■ SET TASK ■
Copy every line of the material below verbatim, keeping the original order and wording. Omit the pictures from your copy.

[Pointing and labeling entries]
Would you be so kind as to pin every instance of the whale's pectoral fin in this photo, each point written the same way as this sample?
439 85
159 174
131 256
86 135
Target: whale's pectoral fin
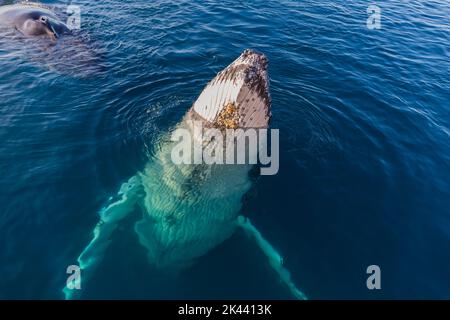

■ WRITTEN ANSWER ■
Would you be so kind as to pin every instance of the whale's pectoral fin in this photo, each point written the same way as this sample?
439 85
159 174
131 256
86 135
Target: whale's pectoral fin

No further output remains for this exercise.